▶ _PROBLEMS AND TASKS_:
- A) Reproduce the passage of dating advice between "Caitlin is not" and "work-life trade-off preferences.)", inclusive, substituting "socializing" for every "dating".
- B) Pick up the passage of dating advice from its last sentence and carry it further.

Caitlin is not a rare case among my acquaintances. I too am puzzled. But let’s take her case as an example and try to find avenues for love to enter her life.

  1. Work Less (and Better). Caitlin is single, without dependents to care for, and still her life is packed packed packed with barely a minute to spare. No. 1 reason: work. Caitlin works hours that are totally incompatible with a regular dating life let alone a family life. She needs to stick to the timetable in her contract, and make use of leave time, holidays, compensatory leave for long hours or weekends worked – whatever her employer’s rules allow. And she needs to study these rules and find out, and put her foot down if needed. Downtime is good for dating, and good for productivity at work. (The Economist says: she needs to reveal her true work-life trade-off preferences.)
  2. Use Your Work Hours Well. Of course the main focus of her work hours should be her tasks and professional goals. It may however be in the interest of her professional life to cultivate a network of peer experts for exchange and review, or to take group training, whether in leadership, a language, organizational skills or something else. These activities kill two birds with one stone; they promote professional development and foster personal encounters. Caitlin’s dream date may attend one of the trainings, or be a peer expert, but even if not, there may be a person who knows someone Caitlin should know.

▶ _RECORDED INFORMATION_:
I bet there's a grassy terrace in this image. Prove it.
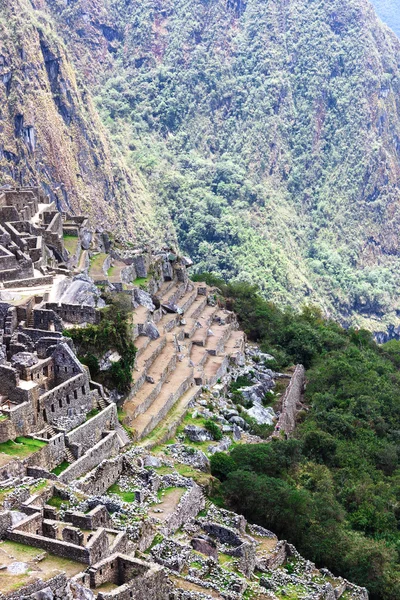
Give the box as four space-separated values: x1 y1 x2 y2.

▶ _ANSWERS_:
- A)
Caitlin is not a rare case among my acquaintances. I too am puzzled. But let’s take her case as an example and try to find avenues for love to enter her life.

  1. Work Less (and Better). Caitlin is single, without dependents to care for, and still her life is packed packed packed with barely a minute to spare. No. 1 reason: work. Caitlin works hours that are totally incompatible with a regular socializing life let alone a family life. She needs to stick to the timetable in her contract, and make use of leave time, holidays, compensatory leave for long hours or weekends worked – whatever her employer’s rules allow. And she needs to study these rules and find out, and put her foot down if needed. Downtime is good for socializing, and good for productivity at work. (The Economist says: she needs to reveal her true work-life trade-off preferences.)

- B)
  3. Meet Many Quality People. Twelve should suffice, but more doesn’t harm. In order not to waste her precious time, Caitlin should focus on social circles and activities that likely attract people with her core values. If she is an environmentalist – she should find the key environmental groups and events in town and attend them. If she practices a religion – she should attend their singles groups or affiliated dating agencies. ALL OF THEM. And then the non-affiliated (online) dating agencies, carefully ticking the boxes of what she needs in a guy. She must make clear that non-matches need not apply. If money is no issue, she should consider a professional matchmaker (the classical solution before the internet era). These people are trained and, depending on the agency, have access to a quality selection of singles the world over. There may be a location – love trade-off: if the best guy is in, like, London UK, she may need to move there.
  4. Tell The World. The previous two steps, and especially this one, are about cutting what Economists call ‘the information asymmetry’. Caitlin knows what she needs; the world – and especially Mr Right – do not. She can start by telling her friends (who tell their friends and so on). No worries about seeming desperate – talking about this shows confidence. If she has friends in the publishing industry, she may plot with them to find an excuse to portray her in a newspaper or newsletter or online community. Does she have a specific project she is leading, a volunteer activity or similar? Does she have an interesting story or experience to share? Have them narrate it, and portray her in the wake.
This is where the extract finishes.